-- start Listed entries --

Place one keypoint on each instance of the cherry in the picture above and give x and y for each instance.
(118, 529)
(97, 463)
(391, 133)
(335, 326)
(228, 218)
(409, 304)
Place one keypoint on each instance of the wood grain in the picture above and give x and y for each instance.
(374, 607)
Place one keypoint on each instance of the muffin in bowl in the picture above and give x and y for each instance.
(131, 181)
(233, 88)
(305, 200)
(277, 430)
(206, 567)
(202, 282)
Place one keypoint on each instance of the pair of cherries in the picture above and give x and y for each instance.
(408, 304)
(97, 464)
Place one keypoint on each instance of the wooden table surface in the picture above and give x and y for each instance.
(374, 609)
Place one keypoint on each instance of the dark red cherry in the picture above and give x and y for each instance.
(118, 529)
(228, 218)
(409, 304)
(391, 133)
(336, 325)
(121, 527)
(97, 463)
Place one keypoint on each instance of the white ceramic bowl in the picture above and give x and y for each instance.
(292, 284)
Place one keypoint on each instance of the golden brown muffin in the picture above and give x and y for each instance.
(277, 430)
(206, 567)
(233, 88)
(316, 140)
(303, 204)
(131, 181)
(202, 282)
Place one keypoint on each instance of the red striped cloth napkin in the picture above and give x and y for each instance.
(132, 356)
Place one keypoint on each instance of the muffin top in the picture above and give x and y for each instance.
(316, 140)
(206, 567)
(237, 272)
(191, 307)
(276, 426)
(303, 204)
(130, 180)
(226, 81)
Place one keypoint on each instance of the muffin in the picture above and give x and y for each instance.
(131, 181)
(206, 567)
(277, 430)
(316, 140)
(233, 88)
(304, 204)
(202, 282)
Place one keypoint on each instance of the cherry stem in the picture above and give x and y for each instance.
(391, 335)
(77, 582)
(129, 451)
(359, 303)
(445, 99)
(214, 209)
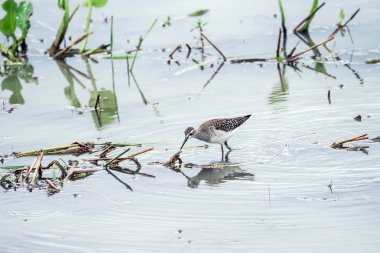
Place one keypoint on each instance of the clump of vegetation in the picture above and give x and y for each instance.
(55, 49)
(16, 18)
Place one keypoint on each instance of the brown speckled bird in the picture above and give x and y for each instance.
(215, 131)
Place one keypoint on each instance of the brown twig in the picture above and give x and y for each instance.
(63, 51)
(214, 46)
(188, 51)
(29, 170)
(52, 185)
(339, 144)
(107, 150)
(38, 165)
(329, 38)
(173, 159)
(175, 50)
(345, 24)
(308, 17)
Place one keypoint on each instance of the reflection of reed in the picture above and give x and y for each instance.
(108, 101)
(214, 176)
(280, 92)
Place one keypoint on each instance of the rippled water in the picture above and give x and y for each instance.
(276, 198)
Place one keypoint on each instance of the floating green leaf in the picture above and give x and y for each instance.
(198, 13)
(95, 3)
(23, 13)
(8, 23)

-- end Listed entries --
-- start Listed entries --

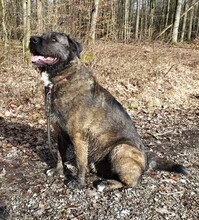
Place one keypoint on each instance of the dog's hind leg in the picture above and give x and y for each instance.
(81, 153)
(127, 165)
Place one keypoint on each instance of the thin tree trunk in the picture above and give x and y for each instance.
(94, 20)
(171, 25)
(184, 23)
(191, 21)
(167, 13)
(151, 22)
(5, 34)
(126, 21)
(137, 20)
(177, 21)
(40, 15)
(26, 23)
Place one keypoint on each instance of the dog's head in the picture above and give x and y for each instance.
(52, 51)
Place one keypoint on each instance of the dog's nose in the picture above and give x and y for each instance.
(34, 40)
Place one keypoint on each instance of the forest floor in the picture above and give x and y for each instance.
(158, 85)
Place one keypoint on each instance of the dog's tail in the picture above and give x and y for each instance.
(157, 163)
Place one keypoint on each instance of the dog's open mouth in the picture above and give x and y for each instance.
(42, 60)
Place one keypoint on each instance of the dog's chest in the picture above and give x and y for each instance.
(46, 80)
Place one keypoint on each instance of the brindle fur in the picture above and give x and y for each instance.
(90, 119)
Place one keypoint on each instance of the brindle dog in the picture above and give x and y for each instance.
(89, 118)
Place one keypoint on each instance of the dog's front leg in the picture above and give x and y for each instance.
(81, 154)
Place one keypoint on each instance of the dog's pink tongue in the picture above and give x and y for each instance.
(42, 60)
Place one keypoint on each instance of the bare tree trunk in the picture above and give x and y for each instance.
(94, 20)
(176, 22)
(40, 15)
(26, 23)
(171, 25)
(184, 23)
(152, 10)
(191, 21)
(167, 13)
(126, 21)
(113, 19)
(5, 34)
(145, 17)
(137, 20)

-- end Listed entries --

- What needs to be done:
List every row above that contains the word "cherry", copying each matching line in full. The match must be case-sensitive.

- Full response:
Place one keypoint on each instance of the cherry in the picture above and give x and y for each instance.
Place one keypoint on each instance of the dark red cherry in the picture above and give x and y for each instance.
Place one keypoint on each instance of the cherry stem in the picture above and give x and y for each instance.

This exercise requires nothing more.